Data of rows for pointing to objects
========================================

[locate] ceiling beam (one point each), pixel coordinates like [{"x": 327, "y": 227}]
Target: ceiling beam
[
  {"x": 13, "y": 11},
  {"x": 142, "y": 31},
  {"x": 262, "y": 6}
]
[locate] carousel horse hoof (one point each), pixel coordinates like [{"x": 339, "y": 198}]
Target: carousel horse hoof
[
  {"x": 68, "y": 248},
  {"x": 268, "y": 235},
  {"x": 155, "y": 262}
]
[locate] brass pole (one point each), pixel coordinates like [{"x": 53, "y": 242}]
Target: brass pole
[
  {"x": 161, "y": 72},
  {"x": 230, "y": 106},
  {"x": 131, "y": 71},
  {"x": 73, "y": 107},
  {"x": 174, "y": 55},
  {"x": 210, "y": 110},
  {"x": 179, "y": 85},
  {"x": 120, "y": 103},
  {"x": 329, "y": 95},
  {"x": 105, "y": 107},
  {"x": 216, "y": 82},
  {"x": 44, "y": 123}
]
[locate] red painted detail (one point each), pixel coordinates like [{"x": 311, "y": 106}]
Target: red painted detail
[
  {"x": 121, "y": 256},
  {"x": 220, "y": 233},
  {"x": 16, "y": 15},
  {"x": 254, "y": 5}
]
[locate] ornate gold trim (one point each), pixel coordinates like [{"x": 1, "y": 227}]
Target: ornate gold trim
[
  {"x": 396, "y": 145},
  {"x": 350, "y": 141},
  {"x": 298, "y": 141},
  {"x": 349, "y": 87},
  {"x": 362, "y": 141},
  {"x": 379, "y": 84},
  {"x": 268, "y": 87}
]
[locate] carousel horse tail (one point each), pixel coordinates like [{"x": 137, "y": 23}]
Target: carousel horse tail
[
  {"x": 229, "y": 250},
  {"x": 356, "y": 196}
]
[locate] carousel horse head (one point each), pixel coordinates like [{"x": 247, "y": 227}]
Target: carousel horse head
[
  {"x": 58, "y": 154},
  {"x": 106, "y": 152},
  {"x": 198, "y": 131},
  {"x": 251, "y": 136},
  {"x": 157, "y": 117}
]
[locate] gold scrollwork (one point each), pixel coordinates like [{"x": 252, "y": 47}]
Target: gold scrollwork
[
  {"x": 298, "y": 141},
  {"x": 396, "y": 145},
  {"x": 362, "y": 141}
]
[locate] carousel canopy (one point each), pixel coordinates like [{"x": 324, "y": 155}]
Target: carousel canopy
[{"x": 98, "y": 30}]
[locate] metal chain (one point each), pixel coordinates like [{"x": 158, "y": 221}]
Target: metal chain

========================================

AIM
Copy the stretch of the data from the line that contains "[locate] metal chain" through the end of the data, word for word.

EXPECTED ANSWER
[locate] metal chain (one point each), pixel coordinates like [{"x": 158, "y": 221}]
Target: metal chain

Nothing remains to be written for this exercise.